» Task directions
Write out each line that follows exactly as it stands, without the pictures.

^^^^^^^^^^^^^^^^

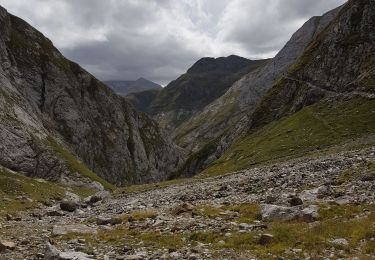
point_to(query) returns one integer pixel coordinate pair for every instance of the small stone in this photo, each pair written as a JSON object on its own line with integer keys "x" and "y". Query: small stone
{"x": 266, "y": 239}
{"x": 340, "y": 242}
{"x": 244, "y": 226}
{"x": 78, "y": 229}
{"x": 69, "y": 206}
{"x": 108, "y": 221}
{"x": 7, "y": 245}
{"x": 295, "y": 201}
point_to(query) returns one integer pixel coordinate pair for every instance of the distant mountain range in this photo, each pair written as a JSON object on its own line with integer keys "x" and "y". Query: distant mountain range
{"x": 125, "y": 87}
{"x": 207, "y": 80}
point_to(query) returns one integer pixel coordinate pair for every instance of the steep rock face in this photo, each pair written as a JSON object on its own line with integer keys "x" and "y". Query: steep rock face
{"x": 204, "y": 82}
{"x": 227, "y": 111}
{"x": 126, "y": 87}
{"x": 51, "y": 107}
{"x": 339, "y": 61}
{"x": 326, "y": 98}
{"x": 208, "y": 134}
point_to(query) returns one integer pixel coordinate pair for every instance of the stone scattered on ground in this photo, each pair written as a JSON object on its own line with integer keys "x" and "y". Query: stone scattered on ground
{"x": 145, "y": 224}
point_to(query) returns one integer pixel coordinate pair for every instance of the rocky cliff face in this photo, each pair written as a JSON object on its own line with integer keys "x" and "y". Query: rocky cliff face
{"x": 205, "y": 81}
{"x": 338, "y": 63}
{"x": 208, "y": 134}
{"x": 326, "y": 98}
{"x": 228, "y": 110}
{"x": 52, "y": 111}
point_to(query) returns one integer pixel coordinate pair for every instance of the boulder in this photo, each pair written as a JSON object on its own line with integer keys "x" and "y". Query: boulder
{"x": 77, "y": 229}
{"x": 108, "y": 221}
{"x": 99, "y": 196}
{"x": 7, "y": 245}
{"x": 340, "y": 242}
{"x": 52, "y": 253}
{"x": 266, "y": 239}
{"x": 314, "y": 194}
{"x": 279, "y": 213}
{"x": 68, "y": 205}
{"x": 295, "y": 201}
{"x": 185, "y": 207}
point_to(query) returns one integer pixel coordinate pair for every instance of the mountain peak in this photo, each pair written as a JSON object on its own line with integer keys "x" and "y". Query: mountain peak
{"x": 229, "y": 64}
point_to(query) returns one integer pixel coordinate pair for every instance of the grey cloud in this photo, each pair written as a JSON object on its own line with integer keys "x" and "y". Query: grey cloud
{"x": 160, "y": 39}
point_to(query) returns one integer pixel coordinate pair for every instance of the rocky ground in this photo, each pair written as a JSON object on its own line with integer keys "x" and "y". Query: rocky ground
{"x": 320, "y": 208}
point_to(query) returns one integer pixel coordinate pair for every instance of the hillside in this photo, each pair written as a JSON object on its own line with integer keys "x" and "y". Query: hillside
{"x": 205, "y": 81}
{"x": 326, "y": 98}
{"x": 209, "y": 133}
{"x": 125, "y": 87}
{"x": 60, "y": 123}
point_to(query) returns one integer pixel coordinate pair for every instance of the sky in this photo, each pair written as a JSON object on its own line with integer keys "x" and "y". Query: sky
{"x": 161, "y": 39}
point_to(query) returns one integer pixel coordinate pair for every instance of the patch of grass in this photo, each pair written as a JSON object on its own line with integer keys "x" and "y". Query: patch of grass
{"x": 356, "y": 173}
{"x": 151, "y": 186}
{"x": 122, "y": 235}
{"x": 75, "y": 165}
{"x": 351, "y": 222}
{"x": 13, "y": 185}
{"x": 209, "y": 211}
{"x": 143, "y": 214}
{"x": 247, "y": 212}
{"x": 83, "y": 192}
{"x": 157, "y": 240}
{"x": 315, "y": 127}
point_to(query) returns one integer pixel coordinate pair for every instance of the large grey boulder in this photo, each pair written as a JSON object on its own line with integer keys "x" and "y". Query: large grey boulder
{"x": 77, "y": 229}
{"x": 52, "y": 253}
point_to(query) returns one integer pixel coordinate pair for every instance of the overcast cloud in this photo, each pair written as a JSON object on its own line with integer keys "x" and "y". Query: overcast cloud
{"x": 160, "y": 39}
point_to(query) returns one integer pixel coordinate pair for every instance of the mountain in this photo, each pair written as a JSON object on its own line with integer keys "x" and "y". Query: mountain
{"x": 210, "y": 132}
{"x": 60, "y": 123}
{"x": 326, "y": 98}
{"x": 205, "y": 81}
{"x": 125, "y": 87}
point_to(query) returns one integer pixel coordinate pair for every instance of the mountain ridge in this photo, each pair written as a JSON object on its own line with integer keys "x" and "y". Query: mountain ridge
{"x": 56, "y": 112}
{"x": 126, "y": 87}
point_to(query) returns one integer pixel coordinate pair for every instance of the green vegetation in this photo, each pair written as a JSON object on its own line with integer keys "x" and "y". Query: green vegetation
{"x": 313, "y": 128}
{"x": 13, "y": 186}
{"x": 356, "y": 220}
{"x": 247, "y": 212}
{"x": 75, "y": 165}
{"x": 142, "y": 215}
{"x": 19, "y": 43}
{"x": 151, "y": 186}
{"x": 367, "y": 169}
{"x": 83, "y": 192}
{"x": 351, "y": 222}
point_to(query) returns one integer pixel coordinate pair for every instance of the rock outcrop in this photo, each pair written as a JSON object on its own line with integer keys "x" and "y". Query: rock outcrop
{"x": 54, "y": 115}
{"x": 205, "y": 81}
{"x": 125, "y": 87}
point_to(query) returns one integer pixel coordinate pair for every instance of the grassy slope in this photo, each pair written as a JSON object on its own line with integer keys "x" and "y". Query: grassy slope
{"x": 75, "y": 165}
{"x": 13, "y": 185}
{"x": 313, "y": 128}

^^^^^^^^^^^^^^^^

» Response to this task
point_to(query) returns one integer pixel coordinate pair for every instance of the small stone in this photo, each pair written as a JSON object on its own line with integer keys "x" and "y". Query: small stone
{"x": 266, "y": 239}
{"x": 340, "y": 242}
{"x": 244, "y": 226}
{"x": 78, "y": 229}
{"x": 69, "y": 206}
{"x": 108, "y": 221}
{"x": 7, "y": 245}
{"x": 295, "y": 201}
point_to(query) returns one integer pixel coordinate pair for every instance of the distant mountain range in this photo, each pair written as a JSON object on its own line with integer keys "x" and "y". Query: distant mountain range
{"x": 125, "y": 87}
{"x": 207, "y": 80}
point_to(query) returns one integer pixel coordinate pair for every instance of the steep rock face in this photo, each pair written as a JSON object on its own line with integer keys "x" and "y". Query: steep rock face
{"x": 204, "y": 82}
{"x": 227, "y": 111}
{"x": 126, "y": 87}
{"x": 51, "y": 107}
{"x": 339, "y": 61}
{"x": 326, "y": 98}
{"x": 208, "y": 134}
point_to(query) returns one integer pixel coordinate pair for every instance of the stone scattered on ground in this photo, each pair written as a JSON object on its own line with integer keys "x" and "y". Query: stone scattered on ground
{"x": 145, "y": 224}
point_to(query) returns one integer pixel coordinate pair for every instance of the rocky cliff face in this photo, each pair written as a JSON object on its own line with integer keys "x" and "y". Query: rocky cliff face
{"x": 205, "y": 81}
{"x": 338, "y": 63}
{"x": 208, "y": 134}
{"x": 326, "y": 98}
{"x": 228, "y": 110}
{"x": 52, "y": 111}
point_to(query) returns one integer pixel coordinate pair for every instance of the boulder in this photo, each pair written as a JSON object on its own line with integer keys "x" and "y". Query: boulder
{"x": 77, "y": 229}
{"x": 108, "y": 221}
{"x": 99, "y": 196}
{"x": 7, "y": 245}
{"x": 340, "y": 242}
{"x": 52, "y": 253}
{"x": 266, "y": 239}
{"x": 314, "y": 194}
{"x": 279, "y": 213}
{"x": 68, "y": 205}
{"x": 295, "y": 201}
{"x": 185, "y": 207}
point_to(query) returns one integer pixel coordinate pair for every instance of the mountain peak in this photo, each pair written as a JSON object on its own line with integer keys "x" and "y". Query: mountain peak
{"x": 229, "y": 64}
point_to(query) returns one integer pixel coordinate pair for every instance of the grey cloud in this photo, each pair written as a JSON object on its own line with integer keys "x" and "y". Query: grey cloud
{"x": 160, "y": 39}
point_to(query) returns one integer pixel coordinate pair for every instance of the rocky ground in this photo, each pair written as a JSON object on its own line with integer keys "x" and "y". Query: rocky ground
{"x": 320, "y": 208}
point_to(query) returns one integer pixel coordinate pair for every instance of the hillside in this photo, each pair written as a JSON object on its own line with integer keys "x" and "y". Query: hillside
{"x": 205, "y": 81}
{"x": 326, "y": 98}
{"x": 209, "y": 133}
{"x": 125, "y": 87}
{"x": 60, "y": 123}
point_to(query) returns one integer pixel coordinate pair for every instance of the sky in this photo, each pair written as a JSON object on its own line with integer keys "x" and "y". Query: sky
{"x": 161, "y": 39}
point_to(query) returns one integer pixel coordinate pair for every instance of the patch of grass in this photo, each pair written as a JSON object on its own line with integer keys "x" and "y". Query: patch of grass
{"x": 356, "y": 173}
{"x": 151, "y": 186}
{"x": 122, "y": 235}
{"x": 75, "y": 165}
{"x": 351, "y": 222}
{"x": 13, "y": 185}
{"x": 209, "y": 211}
{"x": 143, "y": 214}
{"x": 247, "y": 212}
{"x": 83, "y": 192}
{"x": 157, "y": 240}
{"x": 315, "y": 127}
point_to(query) returns one integer pixel coordinate pair for every instance of the large grey boulder in this photo, each pair written as a JSON object on its own line with integer keys "x" and "y". Query: large grey boulder
{"x": 77, "y": 229}
{"x": 52, "y": 253}
point_to(query) returns one integer pixel coordinate pair for every instance of the overcast cloud in this photo, each pair written as a JSON object on its own line with integer keys "x" and "y". Query: overcast cloud
{"x": 160, "y": 39}
point_to(query) returns one integer pixel coordinate pair for every instance of the mountain in this photo, each pair written as a JSON object on its own line with integer keys "x" and "y". Query: mountain
{"x": 210, "y": 132}
{"x": 60, "y": 123}
{"x": 326, "y": 98}
{"x": 205, "y": 81}
{"x": 125, "y": 87}
point_to(query) returns one integer pixel coordinate pair for every instance of the mountain ridge in this photo, each pair written as a JSON object on its own line with integer keys "x" and "y". Query: mountain ridge
{"x": 56, "y": 112}
{"x": 126, "y": 87}
point_to(query) returns one integer pixel coordinate pair for every instance of the green vegetation in this photo, each pair written as a JSON object on its own line with integer keys "x" and "y". Query: green vegetation
{"x": 313, "y": 128}
{"x": 13, "y": 186}
{"x": 356, "y": 220}
{"x": 247, "y": 212}
{"x": 75, "y": 165}
{"x": 142, "y": 215}
{"x": 19, "y": 43}
{"x": 151, "y": 186}
{"x": 367, "y": 169}
{"x": 83, "y": 192}
{"x": 351, "y": 222}
point_to(query) returns one integer pixel coordinate pair for every instance of the rock outcrop in this photo, each pair written as a JSON object on its own line with integer keys "x" and "y". Query: rock outcrop
{"x": 54, "y": 115}
{"x": 205, "y": 81}
{"x": 125, "y": 87}
point_to(query) returns one integer pixel coordinate pair for every instance of the grassy slope in this photo, each pair written as a JSON object on its own line with integer keys "x" and "y". Query: grassy slope
{"x": 75, "y": 165}
{"x": 13, "y": 185}
{"x": 313, "y": 128}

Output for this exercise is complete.